• **EXERCISE PROMPT**: Copy each line that includes the string "trousers" from the material into your answer.

• **EXTRACTED DATA**:
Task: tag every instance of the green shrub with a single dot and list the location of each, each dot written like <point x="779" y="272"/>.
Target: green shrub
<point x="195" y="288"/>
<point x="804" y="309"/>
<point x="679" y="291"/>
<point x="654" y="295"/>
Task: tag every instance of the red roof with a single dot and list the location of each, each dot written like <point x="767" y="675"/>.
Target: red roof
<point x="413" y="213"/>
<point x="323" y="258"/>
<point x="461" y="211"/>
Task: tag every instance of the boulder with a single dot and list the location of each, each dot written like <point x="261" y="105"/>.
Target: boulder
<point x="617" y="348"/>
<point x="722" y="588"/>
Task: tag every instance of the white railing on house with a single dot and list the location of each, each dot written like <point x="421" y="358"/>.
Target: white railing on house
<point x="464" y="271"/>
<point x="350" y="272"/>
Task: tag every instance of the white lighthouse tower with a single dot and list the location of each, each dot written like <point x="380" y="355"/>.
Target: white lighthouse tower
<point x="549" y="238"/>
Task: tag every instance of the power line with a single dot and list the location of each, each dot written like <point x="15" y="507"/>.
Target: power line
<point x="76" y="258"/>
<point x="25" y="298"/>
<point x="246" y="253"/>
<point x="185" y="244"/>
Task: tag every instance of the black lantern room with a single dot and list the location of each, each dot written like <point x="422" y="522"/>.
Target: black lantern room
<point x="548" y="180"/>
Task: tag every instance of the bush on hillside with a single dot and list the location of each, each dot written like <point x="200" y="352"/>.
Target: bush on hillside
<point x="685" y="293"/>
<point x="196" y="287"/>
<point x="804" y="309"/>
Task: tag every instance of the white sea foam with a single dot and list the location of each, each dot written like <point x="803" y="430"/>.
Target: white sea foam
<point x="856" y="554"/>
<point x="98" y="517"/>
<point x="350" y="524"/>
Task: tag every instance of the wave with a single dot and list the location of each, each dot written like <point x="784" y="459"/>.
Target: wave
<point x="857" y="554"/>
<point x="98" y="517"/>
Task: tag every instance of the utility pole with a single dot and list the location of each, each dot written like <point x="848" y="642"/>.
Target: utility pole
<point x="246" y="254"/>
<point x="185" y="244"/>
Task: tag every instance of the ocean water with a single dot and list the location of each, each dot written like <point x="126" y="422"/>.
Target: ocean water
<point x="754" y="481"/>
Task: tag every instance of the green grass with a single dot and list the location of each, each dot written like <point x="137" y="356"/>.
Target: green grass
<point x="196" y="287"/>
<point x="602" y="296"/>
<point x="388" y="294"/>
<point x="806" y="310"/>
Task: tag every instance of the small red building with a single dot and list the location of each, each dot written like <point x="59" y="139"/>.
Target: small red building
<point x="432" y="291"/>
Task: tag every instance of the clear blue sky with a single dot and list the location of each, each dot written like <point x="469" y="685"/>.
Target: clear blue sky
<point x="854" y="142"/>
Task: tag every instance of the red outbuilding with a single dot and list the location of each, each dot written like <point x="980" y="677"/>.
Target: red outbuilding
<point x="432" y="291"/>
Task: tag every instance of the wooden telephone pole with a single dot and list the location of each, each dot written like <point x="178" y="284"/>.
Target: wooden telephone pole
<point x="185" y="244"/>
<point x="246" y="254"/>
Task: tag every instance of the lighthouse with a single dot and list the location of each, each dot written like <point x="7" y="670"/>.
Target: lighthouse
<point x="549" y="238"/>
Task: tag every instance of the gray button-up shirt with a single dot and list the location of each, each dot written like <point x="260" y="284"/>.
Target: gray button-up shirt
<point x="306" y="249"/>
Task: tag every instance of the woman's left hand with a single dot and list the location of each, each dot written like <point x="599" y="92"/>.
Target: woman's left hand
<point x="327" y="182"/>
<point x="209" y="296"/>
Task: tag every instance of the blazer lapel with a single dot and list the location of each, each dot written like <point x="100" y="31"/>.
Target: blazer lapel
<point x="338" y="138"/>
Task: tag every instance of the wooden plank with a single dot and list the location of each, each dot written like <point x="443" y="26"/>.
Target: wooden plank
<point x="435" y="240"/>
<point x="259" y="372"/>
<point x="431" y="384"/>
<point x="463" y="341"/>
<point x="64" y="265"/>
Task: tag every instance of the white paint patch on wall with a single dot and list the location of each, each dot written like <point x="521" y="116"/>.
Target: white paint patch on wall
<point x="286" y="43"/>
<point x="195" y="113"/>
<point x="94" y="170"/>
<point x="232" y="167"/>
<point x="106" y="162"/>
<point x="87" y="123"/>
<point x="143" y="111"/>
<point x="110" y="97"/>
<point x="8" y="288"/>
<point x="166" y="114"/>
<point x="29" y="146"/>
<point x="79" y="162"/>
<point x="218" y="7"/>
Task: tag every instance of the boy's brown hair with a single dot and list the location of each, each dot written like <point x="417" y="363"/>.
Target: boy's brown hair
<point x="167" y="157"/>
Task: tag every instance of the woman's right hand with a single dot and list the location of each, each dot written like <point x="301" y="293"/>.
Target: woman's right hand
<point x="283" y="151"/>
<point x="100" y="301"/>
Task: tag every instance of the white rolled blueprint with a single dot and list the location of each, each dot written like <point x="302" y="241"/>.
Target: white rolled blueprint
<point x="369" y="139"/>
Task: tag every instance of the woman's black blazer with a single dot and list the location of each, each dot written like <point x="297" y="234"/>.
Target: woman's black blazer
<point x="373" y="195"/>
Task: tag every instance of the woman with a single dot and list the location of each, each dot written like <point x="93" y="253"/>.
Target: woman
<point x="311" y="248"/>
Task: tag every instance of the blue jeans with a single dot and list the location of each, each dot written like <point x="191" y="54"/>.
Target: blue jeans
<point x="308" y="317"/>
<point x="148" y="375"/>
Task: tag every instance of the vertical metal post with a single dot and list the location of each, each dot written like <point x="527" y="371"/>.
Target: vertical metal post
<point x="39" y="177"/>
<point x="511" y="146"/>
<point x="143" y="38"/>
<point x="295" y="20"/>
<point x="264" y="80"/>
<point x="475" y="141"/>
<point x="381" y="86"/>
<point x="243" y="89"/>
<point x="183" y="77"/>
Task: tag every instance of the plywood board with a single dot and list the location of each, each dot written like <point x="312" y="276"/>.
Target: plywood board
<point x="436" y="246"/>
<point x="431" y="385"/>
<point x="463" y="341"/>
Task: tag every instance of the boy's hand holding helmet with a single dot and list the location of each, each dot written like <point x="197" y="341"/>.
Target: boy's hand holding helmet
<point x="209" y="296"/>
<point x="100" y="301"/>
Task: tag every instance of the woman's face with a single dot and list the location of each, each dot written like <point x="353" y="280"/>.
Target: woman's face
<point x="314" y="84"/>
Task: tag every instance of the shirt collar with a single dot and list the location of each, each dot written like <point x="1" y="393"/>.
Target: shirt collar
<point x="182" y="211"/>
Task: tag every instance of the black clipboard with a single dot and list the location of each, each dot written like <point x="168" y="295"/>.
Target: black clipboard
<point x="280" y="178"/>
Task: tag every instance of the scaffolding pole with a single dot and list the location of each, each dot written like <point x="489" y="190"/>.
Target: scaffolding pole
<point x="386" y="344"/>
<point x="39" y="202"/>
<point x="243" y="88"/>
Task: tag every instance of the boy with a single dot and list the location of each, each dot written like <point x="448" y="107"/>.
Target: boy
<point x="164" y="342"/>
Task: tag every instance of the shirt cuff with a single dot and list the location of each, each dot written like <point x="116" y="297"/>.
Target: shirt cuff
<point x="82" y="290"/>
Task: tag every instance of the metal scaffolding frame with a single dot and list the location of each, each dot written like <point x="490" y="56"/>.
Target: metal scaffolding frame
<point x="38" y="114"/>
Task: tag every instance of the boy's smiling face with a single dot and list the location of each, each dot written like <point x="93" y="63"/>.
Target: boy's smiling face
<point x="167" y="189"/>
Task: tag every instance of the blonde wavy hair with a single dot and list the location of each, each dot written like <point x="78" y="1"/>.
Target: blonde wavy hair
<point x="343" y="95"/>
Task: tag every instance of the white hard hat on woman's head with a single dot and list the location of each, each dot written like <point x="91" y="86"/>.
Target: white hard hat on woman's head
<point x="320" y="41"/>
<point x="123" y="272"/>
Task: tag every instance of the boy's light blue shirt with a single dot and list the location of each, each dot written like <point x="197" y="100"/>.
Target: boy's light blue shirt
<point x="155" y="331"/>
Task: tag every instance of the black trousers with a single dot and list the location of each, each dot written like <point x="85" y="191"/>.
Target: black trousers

• **SOLVED EXERCISE**:
Task: tag every instance of the black trousers with a single dot and list the location of each, each dot written like <point x="85" y="191"/>.
Target: black trousers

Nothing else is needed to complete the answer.